SELECTED EXCERPT:
[globalindex] Support multi-column GlobalIndex framework by CrownChu · Pull Request #7933 · apache/paimon

CrownChu · 2026-05-22T03:25:04Z

Extend the GlobalIndex SPI, build path, and query path to support one index builder handling multiple columns (e.g. Lucene indexing title + content + tags together). Key changes:

GlobalIndexerFactory/GlobalIndexer: add List create overloads
GlobalIndexMultiColumnWriter: new interface for multi-column writes
GlobalIndexBuilderUtils: toIndexFileMetas/createIndexWriter accept List
GlobalIndexScanner: route extraFieldIds to same reader group
VectorScanImpl/FullTextScanImpl: match against extraFieldIds
GenericIndexTopoBuilder (Flink): multi-column projection and writer dispatch
DefaultGlobalIndexBuilder/TopoBuilder (Spark): multi-column support
All single-column APIs preserved for backward compatibility

Purpose

Some index engines (e.g. Lucene) can build a single index over multiple columns — full-text on title and vector on embedding in the same index file. Previously the GlobalIndex SPI only supported one column
per indexer: GlobalIndexerFactory.create(DataField, Options) and GlobalIndexSingletonWriter.write(Object). This meant multi-column engines had to create separate index files per column, losing co-located
search benefits and doubling I/O.

This PR adds a multi-column path through the entire stack:

SPI layer (paimon-common): GlobalIndexerFactory.create(List, Options) default method (falls back to single-column for existing implementations). New GlobalIndexMultiColumnWriter interface
accepts InternalRow with all indexed columns projected in field order.
Core index metadata (paimon-core): GlobalIndexBuilderUtils.toIndexFileMetas populates GlobalIndexMeta.extraFieldIds from the field list beyond the first. GlobalIndexScanner.createReaders resolves the full
field list from metadata and passes it to the factory. Extra field IDs are registered in the indexMetas map so queries against any column in the group find the same reader.

GOAL:
Return the part of the multi-column GlobalIndex pull request from "This PR adds" up to and including "in field order.", copied word for word.

DATA LISTING:
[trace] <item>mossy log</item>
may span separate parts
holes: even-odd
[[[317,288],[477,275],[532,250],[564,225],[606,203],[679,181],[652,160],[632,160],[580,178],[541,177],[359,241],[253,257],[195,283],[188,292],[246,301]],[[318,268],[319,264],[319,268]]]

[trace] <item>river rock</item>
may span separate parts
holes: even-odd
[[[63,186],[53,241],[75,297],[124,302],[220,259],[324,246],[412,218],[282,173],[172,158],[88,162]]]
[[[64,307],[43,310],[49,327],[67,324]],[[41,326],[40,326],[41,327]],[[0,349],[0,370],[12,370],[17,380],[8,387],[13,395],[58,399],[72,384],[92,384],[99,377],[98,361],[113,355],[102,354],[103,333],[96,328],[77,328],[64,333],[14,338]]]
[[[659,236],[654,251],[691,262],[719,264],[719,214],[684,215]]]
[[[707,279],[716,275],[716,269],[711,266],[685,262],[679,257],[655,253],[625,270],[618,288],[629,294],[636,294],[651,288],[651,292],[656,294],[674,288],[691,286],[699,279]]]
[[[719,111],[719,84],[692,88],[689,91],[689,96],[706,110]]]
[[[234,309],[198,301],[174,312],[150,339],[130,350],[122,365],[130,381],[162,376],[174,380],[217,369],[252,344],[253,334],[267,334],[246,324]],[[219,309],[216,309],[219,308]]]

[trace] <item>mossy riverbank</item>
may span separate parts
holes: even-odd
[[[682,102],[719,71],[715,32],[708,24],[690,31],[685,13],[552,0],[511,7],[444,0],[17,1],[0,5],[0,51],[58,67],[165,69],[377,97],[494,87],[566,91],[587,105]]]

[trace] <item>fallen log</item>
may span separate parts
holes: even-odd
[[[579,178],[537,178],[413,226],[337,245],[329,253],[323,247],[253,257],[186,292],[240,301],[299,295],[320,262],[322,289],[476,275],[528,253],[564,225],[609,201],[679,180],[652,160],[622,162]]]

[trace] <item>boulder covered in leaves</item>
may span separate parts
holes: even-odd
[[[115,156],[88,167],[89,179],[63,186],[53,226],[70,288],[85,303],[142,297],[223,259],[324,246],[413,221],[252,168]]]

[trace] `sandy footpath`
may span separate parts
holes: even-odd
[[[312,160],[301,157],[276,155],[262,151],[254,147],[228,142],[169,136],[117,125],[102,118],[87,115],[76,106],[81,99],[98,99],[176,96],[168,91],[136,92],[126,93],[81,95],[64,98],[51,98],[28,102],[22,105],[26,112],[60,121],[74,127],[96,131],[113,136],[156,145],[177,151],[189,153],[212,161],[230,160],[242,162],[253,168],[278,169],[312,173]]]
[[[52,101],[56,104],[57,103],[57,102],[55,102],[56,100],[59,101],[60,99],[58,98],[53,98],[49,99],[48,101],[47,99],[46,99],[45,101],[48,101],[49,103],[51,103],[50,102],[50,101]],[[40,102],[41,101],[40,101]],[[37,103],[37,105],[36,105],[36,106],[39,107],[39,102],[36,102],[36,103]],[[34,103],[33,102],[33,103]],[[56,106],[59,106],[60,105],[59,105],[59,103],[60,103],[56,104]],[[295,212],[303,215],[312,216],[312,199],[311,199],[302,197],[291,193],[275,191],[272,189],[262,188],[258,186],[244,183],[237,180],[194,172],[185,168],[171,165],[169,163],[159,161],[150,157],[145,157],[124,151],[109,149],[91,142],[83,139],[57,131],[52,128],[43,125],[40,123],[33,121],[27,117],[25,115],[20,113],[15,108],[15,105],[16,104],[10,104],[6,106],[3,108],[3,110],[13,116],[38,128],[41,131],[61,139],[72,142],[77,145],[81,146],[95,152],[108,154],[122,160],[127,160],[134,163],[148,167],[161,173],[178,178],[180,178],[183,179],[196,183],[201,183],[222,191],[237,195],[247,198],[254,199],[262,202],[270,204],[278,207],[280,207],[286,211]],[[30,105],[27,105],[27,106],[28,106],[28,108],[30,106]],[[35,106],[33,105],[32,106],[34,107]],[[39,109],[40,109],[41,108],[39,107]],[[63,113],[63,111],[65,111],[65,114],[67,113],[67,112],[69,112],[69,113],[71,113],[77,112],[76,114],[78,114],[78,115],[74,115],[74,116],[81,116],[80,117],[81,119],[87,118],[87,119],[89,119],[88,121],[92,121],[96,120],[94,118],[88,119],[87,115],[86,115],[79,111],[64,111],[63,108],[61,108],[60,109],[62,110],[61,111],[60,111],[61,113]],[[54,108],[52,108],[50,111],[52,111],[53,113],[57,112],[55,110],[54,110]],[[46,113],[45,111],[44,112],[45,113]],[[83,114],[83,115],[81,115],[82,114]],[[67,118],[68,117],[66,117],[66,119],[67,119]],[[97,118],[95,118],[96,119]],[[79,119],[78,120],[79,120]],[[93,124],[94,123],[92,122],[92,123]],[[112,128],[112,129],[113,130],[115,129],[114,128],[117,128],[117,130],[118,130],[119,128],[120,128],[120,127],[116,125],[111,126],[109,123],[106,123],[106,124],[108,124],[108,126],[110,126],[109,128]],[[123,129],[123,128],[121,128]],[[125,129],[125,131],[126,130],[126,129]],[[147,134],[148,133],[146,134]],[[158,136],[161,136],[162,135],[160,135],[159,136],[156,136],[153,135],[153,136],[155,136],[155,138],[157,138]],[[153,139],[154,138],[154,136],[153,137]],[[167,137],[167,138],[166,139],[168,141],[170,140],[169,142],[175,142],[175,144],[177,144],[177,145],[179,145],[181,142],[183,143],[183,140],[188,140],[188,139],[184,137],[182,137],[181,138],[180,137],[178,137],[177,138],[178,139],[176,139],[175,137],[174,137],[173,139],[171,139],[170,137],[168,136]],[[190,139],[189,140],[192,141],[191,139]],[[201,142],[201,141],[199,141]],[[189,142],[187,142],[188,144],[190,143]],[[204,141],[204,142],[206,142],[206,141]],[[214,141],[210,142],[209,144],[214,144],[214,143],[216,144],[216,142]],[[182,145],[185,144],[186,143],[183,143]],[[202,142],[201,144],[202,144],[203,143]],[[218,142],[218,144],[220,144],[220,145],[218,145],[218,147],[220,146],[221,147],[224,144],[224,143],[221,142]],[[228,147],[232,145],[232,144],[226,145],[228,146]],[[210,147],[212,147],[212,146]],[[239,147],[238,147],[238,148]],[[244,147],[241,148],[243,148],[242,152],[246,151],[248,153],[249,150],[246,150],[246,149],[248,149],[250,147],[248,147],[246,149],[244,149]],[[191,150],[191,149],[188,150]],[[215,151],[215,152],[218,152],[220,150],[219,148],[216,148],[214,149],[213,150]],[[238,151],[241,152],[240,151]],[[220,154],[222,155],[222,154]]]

RESULT OF THE EXERCISE:
This PR adds a multi-column path through the entire stack:

SPI layer (paimon-common): GlobalIndexerFactory.create(List, Options) default method (falls back to single-column for existing implementations). New GlobalIndexMultiColumnWriter interface
accepts InternalRow with all indexed columns projected in field order.